** Description of the task **
For the data below, restate word for word only the lines from the line containing "pixel 363 222" through the line containing "pixel 388 195", both ends included.

** Record excerpts **
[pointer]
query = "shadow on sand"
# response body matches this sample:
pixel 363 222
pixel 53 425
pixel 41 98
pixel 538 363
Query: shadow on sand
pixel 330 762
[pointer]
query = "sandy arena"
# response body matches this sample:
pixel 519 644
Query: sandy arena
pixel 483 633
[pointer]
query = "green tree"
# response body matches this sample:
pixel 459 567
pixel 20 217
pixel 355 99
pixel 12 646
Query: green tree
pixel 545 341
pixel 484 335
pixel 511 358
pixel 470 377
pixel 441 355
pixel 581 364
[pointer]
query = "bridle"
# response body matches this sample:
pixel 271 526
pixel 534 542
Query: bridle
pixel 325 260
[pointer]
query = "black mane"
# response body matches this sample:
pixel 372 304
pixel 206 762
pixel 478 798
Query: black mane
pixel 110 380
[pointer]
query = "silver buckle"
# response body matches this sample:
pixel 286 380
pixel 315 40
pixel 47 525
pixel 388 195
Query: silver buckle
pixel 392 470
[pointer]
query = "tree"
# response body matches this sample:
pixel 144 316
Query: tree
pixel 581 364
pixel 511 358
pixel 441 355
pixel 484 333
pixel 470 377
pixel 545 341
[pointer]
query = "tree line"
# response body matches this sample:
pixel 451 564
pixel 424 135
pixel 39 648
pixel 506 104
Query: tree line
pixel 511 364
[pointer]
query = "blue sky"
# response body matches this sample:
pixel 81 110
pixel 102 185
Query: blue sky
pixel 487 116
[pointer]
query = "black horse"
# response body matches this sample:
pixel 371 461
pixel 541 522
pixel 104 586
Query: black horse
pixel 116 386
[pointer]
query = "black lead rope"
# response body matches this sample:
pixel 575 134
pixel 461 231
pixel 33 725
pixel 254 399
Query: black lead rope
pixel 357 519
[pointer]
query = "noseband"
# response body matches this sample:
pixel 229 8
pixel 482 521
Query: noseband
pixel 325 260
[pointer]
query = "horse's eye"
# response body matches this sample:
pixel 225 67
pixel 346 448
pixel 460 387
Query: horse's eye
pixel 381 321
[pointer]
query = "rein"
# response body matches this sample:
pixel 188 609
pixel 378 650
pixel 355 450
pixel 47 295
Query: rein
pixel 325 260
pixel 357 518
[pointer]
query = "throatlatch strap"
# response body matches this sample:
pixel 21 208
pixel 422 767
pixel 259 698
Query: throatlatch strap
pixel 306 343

==

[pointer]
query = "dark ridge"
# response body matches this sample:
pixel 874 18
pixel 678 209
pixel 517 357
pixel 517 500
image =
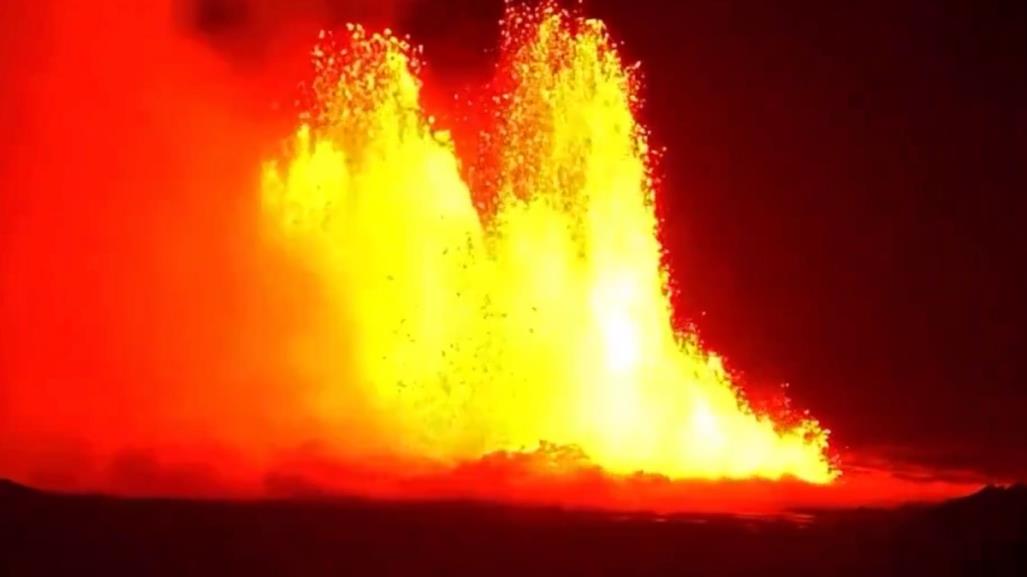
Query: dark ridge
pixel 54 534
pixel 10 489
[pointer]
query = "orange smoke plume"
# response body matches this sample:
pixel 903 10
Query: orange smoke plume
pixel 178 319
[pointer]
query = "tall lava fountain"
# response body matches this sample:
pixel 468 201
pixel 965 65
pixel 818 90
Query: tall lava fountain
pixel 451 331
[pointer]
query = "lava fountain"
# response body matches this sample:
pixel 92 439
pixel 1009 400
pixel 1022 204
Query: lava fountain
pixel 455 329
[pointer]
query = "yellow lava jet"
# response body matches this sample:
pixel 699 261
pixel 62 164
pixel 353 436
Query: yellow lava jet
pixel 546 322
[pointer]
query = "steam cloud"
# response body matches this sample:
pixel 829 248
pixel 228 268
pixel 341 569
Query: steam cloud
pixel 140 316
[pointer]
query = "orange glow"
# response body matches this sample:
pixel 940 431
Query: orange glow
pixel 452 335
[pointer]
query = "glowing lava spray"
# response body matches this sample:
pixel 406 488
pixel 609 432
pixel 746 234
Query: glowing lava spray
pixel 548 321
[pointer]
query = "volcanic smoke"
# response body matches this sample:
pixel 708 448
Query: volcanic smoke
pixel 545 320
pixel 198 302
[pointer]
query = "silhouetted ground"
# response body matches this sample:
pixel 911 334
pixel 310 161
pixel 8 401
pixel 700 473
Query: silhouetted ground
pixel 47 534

** Finished exercise **
pixel 363 222
pixel 53 425
pixel 41 98
pixel 538 363
Query: shadow on sand
pixel 330 762
[pointer]
query = "sandy arena"
# response body matches this sample:
pixel 519 644
Query: sandy arena
pixel 483 633
[pointer]
query = "green tree"
# response body matches this sample:
pixel 459 567
pixel 20 217
pixel 355 99
pixel 12 646
Query: green tree
pixel 545 341
pixel 484 335
pixel 511 358
pixel 470 377
pixel 441 355
pixel 581 364
[pointer]
query = "bridle"
# response body matches this sample:
pixel 271 526
pixel 534 542
Query: bridle
pixel 325 260
[pointer]
query = "black mane"
# response body matches this sample:
pixel 372 304
pixel 206 762
pixel 478 798
Query: black mane
pixel 110 380
[pointer]
query = "silver buckle"
# response body matches this sample:
pixel 286 380
pixel 315 40
pixel 47 525
pixel 388 195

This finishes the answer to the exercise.